▶ _Action item_
Write out the records word for word.
::::::::::
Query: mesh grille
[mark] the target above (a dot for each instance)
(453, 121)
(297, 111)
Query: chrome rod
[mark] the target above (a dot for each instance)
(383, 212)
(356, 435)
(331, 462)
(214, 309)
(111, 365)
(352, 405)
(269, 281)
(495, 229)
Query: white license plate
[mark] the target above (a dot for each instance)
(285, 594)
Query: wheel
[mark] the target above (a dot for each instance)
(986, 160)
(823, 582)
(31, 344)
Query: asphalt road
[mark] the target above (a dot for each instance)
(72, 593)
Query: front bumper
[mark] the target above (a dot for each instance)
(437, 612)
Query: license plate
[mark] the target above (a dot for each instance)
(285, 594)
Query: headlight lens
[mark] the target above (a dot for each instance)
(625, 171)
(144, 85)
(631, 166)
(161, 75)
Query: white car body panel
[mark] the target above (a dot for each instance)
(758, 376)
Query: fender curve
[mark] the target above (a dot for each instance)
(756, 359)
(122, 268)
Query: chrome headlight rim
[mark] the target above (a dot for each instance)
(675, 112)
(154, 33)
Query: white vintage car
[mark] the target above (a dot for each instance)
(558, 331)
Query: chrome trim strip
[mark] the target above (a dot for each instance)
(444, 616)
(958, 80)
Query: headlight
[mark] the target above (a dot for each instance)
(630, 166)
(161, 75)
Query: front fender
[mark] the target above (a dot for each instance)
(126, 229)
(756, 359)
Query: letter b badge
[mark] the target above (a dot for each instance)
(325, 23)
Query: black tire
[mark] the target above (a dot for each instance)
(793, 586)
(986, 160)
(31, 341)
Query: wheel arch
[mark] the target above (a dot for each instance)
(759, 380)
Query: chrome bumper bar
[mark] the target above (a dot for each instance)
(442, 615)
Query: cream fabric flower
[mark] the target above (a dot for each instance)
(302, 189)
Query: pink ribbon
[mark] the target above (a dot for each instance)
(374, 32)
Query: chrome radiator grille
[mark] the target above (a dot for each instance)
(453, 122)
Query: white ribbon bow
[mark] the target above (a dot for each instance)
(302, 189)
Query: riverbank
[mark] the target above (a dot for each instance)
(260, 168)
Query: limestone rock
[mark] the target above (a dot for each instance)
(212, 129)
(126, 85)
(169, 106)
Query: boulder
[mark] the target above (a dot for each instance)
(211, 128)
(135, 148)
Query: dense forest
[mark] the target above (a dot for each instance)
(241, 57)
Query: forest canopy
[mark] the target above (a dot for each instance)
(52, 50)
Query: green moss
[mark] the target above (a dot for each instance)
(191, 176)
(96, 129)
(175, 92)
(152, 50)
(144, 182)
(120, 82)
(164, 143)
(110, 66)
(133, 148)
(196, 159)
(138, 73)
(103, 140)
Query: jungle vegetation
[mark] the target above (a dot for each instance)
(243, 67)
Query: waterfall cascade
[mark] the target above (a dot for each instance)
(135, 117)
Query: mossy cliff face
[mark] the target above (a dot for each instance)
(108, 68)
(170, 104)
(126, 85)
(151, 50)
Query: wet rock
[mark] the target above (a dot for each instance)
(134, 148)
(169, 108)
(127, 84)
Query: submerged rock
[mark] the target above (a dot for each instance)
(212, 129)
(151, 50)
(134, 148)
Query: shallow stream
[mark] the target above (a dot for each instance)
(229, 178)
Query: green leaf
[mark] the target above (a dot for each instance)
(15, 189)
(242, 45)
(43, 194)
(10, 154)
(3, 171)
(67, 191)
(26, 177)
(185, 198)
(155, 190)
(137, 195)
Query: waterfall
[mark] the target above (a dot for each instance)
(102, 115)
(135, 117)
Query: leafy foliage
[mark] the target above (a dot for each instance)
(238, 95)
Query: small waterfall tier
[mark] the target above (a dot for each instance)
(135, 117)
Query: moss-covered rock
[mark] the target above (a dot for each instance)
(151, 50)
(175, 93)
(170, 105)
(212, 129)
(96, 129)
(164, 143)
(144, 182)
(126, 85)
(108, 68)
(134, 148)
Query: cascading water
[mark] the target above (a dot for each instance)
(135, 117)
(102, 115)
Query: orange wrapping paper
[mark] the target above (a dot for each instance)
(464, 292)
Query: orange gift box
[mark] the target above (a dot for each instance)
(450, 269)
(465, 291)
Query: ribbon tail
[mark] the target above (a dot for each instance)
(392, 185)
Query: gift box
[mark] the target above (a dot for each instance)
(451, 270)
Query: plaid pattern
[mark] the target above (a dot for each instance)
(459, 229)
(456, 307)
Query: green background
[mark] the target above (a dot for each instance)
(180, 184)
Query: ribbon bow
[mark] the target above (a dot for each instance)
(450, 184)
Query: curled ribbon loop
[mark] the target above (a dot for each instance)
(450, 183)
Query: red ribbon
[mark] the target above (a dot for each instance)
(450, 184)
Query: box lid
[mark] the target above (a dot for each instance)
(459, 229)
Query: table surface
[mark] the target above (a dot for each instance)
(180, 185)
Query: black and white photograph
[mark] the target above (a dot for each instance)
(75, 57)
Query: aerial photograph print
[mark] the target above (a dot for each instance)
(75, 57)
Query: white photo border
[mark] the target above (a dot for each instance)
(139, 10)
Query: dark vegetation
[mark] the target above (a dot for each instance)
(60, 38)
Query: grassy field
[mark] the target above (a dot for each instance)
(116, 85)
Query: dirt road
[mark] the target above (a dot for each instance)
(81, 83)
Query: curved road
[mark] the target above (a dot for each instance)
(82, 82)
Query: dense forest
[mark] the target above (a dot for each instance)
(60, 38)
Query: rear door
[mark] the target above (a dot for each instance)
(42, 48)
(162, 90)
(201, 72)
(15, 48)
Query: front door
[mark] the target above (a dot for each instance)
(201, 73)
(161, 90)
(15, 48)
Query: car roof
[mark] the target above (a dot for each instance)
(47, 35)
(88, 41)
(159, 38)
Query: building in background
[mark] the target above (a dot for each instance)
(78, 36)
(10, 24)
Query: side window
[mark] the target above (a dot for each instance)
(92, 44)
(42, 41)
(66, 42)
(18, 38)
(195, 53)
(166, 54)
::::::::::
▶ _Solution_
Query: mesh grille
[mark] the target above (a dot for each instance)
(453, 121)
(297, 111)
Query: chrome rod
[mark] the target above (a dot for each instance)
(383, 212)
(356, 435)
(331, 462)
(214, 309)
(111, 365)
(352, 405)
(269, 281)
(495, 229)
Query: white license plate
[mark] the target above (a dot for each instance)
(285, 594)
Query: wheel
[mark] the target above (a dot for each instance)
(986, 160)
(823, 582)
(31, 344)
Query: asphalt road
[mark] the target above (a dot for each instance)
(72, 593)
Query: front bumper
[mark] the target above (a dot for each instance)
(437, 612)
Query: license plate
[mark] the target above (a dot for each instance)
(285, 594)
Query: headlight lens
[mark] the target above (a dot for each instance)
(625, 171)
(144, 85)
(631, 166)
(161, 75)
Query: white car body panel
[mark] the target above (a dot for each instance)
(758, 376)
Query: fender curve
[mark] the target above (a dot for each instance)
(756, 359)
(122, 268)
Query: chrome headlight rim
[mark] the target above (a dot for each instance)
(675, 112)
(154, 33)
Query: white vintage car
[mark] the target above (a dot for each instance)
(558, 331)
Query: chrome trim strip
[mark] the target above (a dot for each instance)
(444, 616)
(958, 80)
Query: headlight
[mark] the target above (a dot for each instance)
(630, 166)
(161, 75)
Query: front fender
[mark] the target above (a dot for each instance)
(126, 229)
(756, 359)
Query: letter b badge
[mark] the target above (a dot for each instance)
(325, 23)
Query: black tire
[mark] the target above (a dot for each instance)
(793, 586)
(986, 160)
(31, 341)
Query: wheel arch
[mark] the target above (a dot for each instance)
(759, 380)
Query: chrome bumper bar
[mark] the target above (a dot for each instance)
(442, 615)
Query: cream fabric flower
[mark] the target above (a dot for each instance)
(302, 189)
Query: pink ribbon
[mark] the target above (a dot for each instance)
(374, 32)
Query: chrome radiator grille
[mark] the target above (a dot for each instance)
(453, 122)
Query: white ribbon bow
[mark] the target above (a dot for each instance)
(302, 189)
Query: riverbank
[mark] the target above (a dot for each instance)
(260, 168)
Query: limestone rock
[mark] the target above (a dot for each instance)
(212, 129)
(126, 85)
(169, 106)
Query: boulder
[mark] the target above (a dot for each instance)
(211, 128)
(135, 148)
Query: dense forest
[mark] the target above (a dot for each instance)
(241, 57)
Query: forest canopy
[mark] the target above (a dot for each instance)
(52, 50)
Query: green moss
[mark] the target above (a dot for each instance)
(191, 176)
(96, 129)
(175, 92)
(152, 50)
(144, 182)
(120, 82)
(164, 143)
(110, 66)
(133, 148)
(196, 159)
(138, 73)
(103, 140)
Query: jungle vegetation
[mark] the target above (a dot for each instance)
(243, 67)
Query: waterfall cascade
[mark] the target above (a dot for each instance)
(135, 117)
Query: mossy cliff face
[mark] the target above (a dot for each instance)
(108, 68)
(170, 104)
(126, 85)
(151, 50)
Query: wet rock
[mark] the target above (a dot for each instance)
(134, 148)
(169, 108)
(127, 84)
Query: submerged rock
[mark] the target above (a dot for each instance)
(212, 129)
(151, 50)
(134, 148)
Query: shallow stream
[mark] the target above (a dot for each instance)
(229, 178)
Query: green leaf
[mark] the target above (a dot for each instance)
(15, 189)
(242, 45)
(43, 194)
(10, 154)
(3, 171)
(67, 191)
(26, 177)
(185, 198)
(155, 190)
(137, 195)
Query: waterfall
[mark] the target above (a dot for each instance)
(102, 115)
(135, 117)
Query: leafy foliage
[mark] the target above (a dot for each instance)
(238, 95)
Query: small waterfall tier
[mark] the target above (a dot for each instance)
(135, 117)
Query: moss-covered rock
[mark] the target above (a dot for each instance)
(151, 50)
(175, 93)
(170, 105)
(212, 129)
(96, 129)
(164, 143)
(144, 182)
(126, 85)
(108, 68)
(134, 148)
Query: cascading water
[mark] the target above (a dot for each instance)
(135, 117)
(102, 115)
Query: orange wrapping paper
[mark] the target above (a dot for each instance)
(464, 292)
Query: orange gift box
[mark] the target above (a dot for each instance)
(450, 269)
(465, 291)
Query: ribbon tail
[mark] the target above (a dot for each instance)
(392, 185)
Query: gift box
[mark] the target above (a dot for each instance)
(451, 270)
Query: plaid pattern
[mark] the target above (a dot for each instance)
(459, 229)
(456, 307)
Query: green background
[mark] the target above (a dot for each instance)
(180, 184)
Query: ribbon bow
[mark] the target above (a dot for each instance)
(450, 184)
Query: curled ribbon loop
[mark] the target above (a dot for each instance)
(450, 183)
Query: red ribbon
[mark] the target above (a dot for each instance)
(450, 184)
Query: box lid
[mark] the target above (a dot for each instance)
(459, 229)
Query: table surface
[mark] the target above (a dot for each instance)
(180, 185)
Query: black and white photograph
[mark] the target above (a dot for each instance)
(75, 57)
Query: aerial photograph print
[mark] the target above (a dot for each instance)
(75, 57)
Query: white photo border
[mark] the target above (a dot for each instance)
(139, 10)
Query: dark vegetation
[mark] the target above (a dot for each instance)
(60, 38)
Query: grassy field
[mark] the target above (a dot for each instance)
(116, 85)
Query: dirt road
[mark] the target above (a dot for each instance)
(81, 83)
Query: curved road
[mark] the target above (a dot for each instance)
(82, 82)
Query: dense forest
[mark] the target above (a dot for each instance)
(60, 38)
Query: rear door
[mark] the target above (a dot for each instance)
(42, 48)
(162, 90)
(201, 72)
(15, 48)
Query: front door
[mark] the target above (a dot for each instance)
(201, 73)
(161, 90)
(15, 48)
Query: car roof
[mark] the target above (a dot for each instance)
(47, 35)
(88, 41)
(159, 38)
Query: building in background
[mark] the target above (a dot for each instance)
(78, 36)
(10, 24)
Query: side window
[mark] the target above (a dot for each instance)
(92, 44)
(42, 41)
(66, 42)
(18, 38)
(195, 53)
(166, 54)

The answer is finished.